* CHALLENGE
Print the data below line for line, changing nothing.

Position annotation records
━━━━━━━━━━━━━━━━━━━━━━━━━━━━━━

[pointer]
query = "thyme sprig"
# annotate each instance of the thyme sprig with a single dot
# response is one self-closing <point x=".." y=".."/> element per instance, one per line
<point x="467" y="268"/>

━━━━━━━━━━━━━━━━━━━━━━━━━━━━━━

* ANSWER TO THE TASK
[pointer]
query = "thyme sprig"
# annotate each instance of the thyme sprig with a single dot
# response is one self-closing <point x=".." y=".."/> element per instance, one per line
<point x="467" y="268"/>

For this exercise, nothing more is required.